Records from a data source
- - -

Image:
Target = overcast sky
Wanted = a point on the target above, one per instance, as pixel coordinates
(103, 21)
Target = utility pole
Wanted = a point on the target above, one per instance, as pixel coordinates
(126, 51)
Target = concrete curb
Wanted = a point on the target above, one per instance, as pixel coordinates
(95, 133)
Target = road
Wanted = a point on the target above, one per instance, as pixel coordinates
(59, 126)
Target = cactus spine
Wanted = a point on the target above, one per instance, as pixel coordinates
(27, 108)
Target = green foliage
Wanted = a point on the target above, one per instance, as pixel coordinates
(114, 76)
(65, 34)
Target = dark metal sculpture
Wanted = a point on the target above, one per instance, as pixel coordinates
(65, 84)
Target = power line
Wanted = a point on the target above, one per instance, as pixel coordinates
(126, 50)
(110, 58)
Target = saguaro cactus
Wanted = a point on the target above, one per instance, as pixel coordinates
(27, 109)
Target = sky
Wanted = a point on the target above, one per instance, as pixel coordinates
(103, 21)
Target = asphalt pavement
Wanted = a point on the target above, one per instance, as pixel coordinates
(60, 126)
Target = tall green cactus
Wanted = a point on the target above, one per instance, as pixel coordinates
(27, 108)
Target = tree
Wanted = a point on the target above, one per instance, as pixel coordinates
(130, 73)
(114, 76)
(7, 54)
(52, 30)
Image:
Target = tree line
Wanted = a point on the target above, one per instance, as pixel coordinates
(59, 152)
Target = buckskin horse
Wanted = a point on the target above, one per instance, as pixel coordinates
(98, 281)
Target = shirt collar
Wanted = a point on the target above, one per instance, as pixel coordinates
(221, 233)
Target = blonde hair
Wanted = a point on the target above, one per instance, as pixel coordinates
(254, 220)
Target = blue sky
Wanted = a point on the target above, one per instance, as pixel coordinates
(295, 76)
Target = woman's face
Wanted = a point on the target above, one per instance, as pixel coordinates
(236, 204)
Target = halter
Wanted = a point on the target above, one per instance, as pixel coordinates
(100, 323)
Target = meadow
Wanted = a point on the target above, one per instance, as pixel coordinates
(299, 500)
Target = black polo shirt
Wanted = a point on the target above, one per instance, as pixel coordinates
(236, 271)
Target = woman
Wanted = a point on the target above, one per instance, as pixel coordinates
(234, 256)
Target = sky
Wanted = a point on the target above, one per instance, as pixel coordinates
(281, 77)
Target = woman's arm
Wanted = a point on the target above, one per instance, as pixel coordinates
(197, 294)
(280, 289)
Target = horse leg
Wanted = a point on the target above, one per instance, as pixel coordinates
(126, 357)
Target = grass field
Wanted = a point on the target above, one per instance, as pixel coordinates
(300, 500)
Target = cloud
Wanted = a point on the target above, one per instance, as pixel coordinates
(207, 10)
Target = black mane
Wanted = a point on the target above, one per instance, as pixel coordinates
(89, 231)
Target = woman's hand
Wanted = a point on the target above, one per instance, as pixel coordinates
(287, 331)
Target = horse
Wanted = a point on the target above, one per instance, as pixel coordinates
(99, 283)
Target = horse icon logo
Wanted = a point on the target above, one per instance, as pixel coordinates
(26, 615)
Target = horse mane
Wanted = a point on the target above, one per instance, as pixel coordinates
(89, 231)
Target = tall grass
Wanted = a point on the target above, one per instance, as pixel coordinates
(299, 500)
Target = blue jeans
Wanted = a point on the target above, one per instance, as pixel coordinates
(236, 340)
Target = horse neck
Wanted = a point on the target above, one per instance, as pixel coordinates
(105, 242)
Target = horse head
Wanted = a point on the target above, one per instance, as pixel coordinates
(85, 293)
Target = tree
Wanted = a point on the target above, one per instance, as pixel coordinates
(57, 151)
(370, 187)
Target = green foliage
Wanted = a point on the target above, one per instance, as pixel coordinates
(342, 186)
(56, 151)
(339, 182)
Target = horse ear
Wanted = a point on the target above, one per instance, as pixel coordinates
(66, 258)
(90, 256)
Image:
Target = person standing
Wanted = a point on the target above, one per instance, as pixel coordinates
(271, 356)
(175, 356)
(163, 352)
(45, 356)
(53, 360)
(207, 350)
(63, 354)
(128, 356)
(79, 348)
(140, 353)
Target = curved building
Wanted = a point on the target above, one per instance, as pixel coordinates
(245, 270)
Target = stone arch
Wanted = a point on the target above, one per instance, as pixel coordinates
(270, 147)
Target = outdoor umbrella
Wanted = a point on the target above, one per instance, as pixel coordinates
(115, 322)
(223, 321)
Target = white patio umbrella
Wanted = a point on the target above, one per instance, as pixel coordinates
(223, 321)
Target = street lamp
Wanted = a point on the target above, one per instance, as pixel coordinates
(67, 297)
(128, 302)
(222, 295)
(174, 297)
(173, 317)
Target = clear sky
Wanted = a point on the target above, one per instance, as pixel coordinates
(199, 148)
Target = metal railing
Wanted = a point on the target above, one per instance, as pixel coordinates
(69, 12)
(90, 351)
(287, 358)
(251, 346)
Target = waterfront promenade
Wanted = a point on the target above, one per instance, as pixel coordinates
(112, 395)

- - -

*What to work on*. Reproduce every record, matching each line exactly.

*Exercise result*.
Image:
Target = overcast sky
Wanted = a point on the target above, one per instance, as pixel coordinates
(103, 21)
Target = utility pole
Wanted = a point on the target above, one per instance, as pixel coordinates
(126, 51)
Target = concrete curb
Wanted = a point on the target above, one per instance, as pixel coordinates
(95, 133)
Target = road
Wanted = a point on the target above, one per instance, as pixel coordinates
(59, 126)
Target = cactus spine
Wanted = a point on the target above, one per instance, as pixel coordinates
(27, 108)
Target = green foliage
Wanted = a point on the target above, one per instance, as pixel coordinates
(114, 76)
(65, 34)
Target = dark metal sculpture
Wanted = a point on the target above, one per instance, as pixel coordinates
(65, 84)
Target = power line
Wanted = a point on the target above, one per instance, as pixel coordinates
(126, 50)
(110, 58)
Target = saguaro cactus
Wanted = a point on the target above, one per instance, as pixel coordinates
(27, 109)
Target = sky
Wanted = a point on the target above, one per instance, as pixel coordinates
(103, 21)
Target = asphalt pavement
Wanted = a point on the target above, one per instance, as pixel coordinates
(60, 126)
Target = tall green cactus
Wanted = a point on the target above, one per instance, as pixel coordinates
(27, 108)
Target = tree
Wanted = a point on the target above, one per instance, as pixel coordinates
(130, 73)
(114, 76)
(7, 54)
(52, 30)
Image:
Target = tree line
Wanted = a point on the target above, one per instance, as pixel coordinates
(59, 152)
Target = buckskin horse
Wanted = a point on the target above, one per instance, as pixel coordinates
(98, 281)
Target = shirt collar
Wanted = a point on the target above, one per instance, as pixel coordinates
(221, 233)
Target = blonde hair
Wanted = a point on the target above, one per instance, as pixel coordinates
(254, 220)
Target = blue sky
Wanted = a point on the target above, one per instance, as pixel coordinates
(295, 76)
Target = woman's face
Wanted = a point on the target above, one per instance, as pixel coordinates
(236, 204)
Target = halter
Wanted = a point on the target above, one per instance, as pixel coordinates
(100, 323)
Target = meadow
Wanted = a point on the target above, one per instance, as pixel coordinates
(299, 500)
Target = black polo shirt
Wanted = a point on the target above, one per instance, as pixel coordinates
(236, 271)
Target = woman
Wanted = a point on the target above, one per instance, as pixel coordinates
(234, 256)
Target = sky
Wanted = a point on the target above, one per instance, as pixel coordinates
(281, 77)
Target = woman's arm
Wanted = a point on the target above, one per instance, as pixel coordinates
(197, 294)
(280, 289)
Target = horse leg
Wanted = a point on the target above, one per instance, as pixel coordinates
(126, 357)
Target = grass field
Wanted = a point on the target above, one per instance, as pixel coordinates
(300, 500)
Target = cloud
Wanted = a point on the target above, one per instance, as pixel coordinates
(207, 10)
Target = black mane
Wanted = a point on the target above, one per instance, as pixel coordinates
(89, 231)
Target = woman's hand
Wanted = a point on the target above, one per instance, as pixel coordinates
(287, 331)
Target = horse
Wanted = a point on the target above, one per instance, as pixel coordinates
(99, 283)
Target = horse icon logo
Wanted = a point on the target above, one per instance, as pixel coordinates
(26, 615)
Target = horse mane
Wanted = a point on the target above, one per instance, as pixel coordinates
(89, 231)
Target = tall grass
Wanted = a point on the target above, one per instance, as pixel coordinates
(299, 500)
Target = blue jeans
Wanted = a point on the target above, one per instance, as pixel coordinates
(236, 340)
Target = horse neck
Wanted = a point on the target above, one per instance, as pixel coordinates
(105, 242)
Target = horse head
Wanted = a point on the target above, one per instance, as pixel coordinates
(85, 293)
Target = tree
Wanted = a point on the target above, one per instance, as pixel coordinates
(57, 151)
(370, 187)
Target = green foliage
Wanted = a point on the target above, one per instance, as pixel coordinates
(342, 186)
(56, 151)
(339, 182)
Target = horse ear
Wanted = a point on the target above, one per instance, as pixel coordinates
(66, 258)
(90, 256)
Image:
Target = person standing
Wanted = a point on the target above, one per instance, as pixel coordinates
(271, 356)
(175, 356)
(163, 352)
(45, 356)
(53, 360)
(207, 350)
(63, 354)
(128, 356)
(79, 348)
(140, 353)
Target = curved building
Wanted = a point on the target above, one per instance, as pixel coordinates
(245, 270)
Target = stone arch
Wanted = a point on the target above, one per instance, as pixel coordinates
(270, 147)
Target = outdoor umbrella
Wanted = a point on the target above, one per instance, as pixel coordinates
(115, 322)
(223, 321)
Target = white patio umbrella
Wanted = a point on the target above, one per instance, as pixel coordinates
(223, 321)
Target = street lamp
Wanted = a point on the target above, one per instance, as pixel coordinates
(67, 297)
(128, 302)
(222, 295)
(174, 297)
(173, 317)
Target = clear sky
Wanted = a point on the target above, one per instance, as pixel coordinates
(199, 148)
Target = metal railing
Wanted = a point on the target above, one per instance, as pixel coordinates
(69, 12)
(90, 351)
(287, 358)
(251, 346)
Target = waterfront promenade
Wanted = a point on the target above, one per instance, as pixel coordinates
(112, 395)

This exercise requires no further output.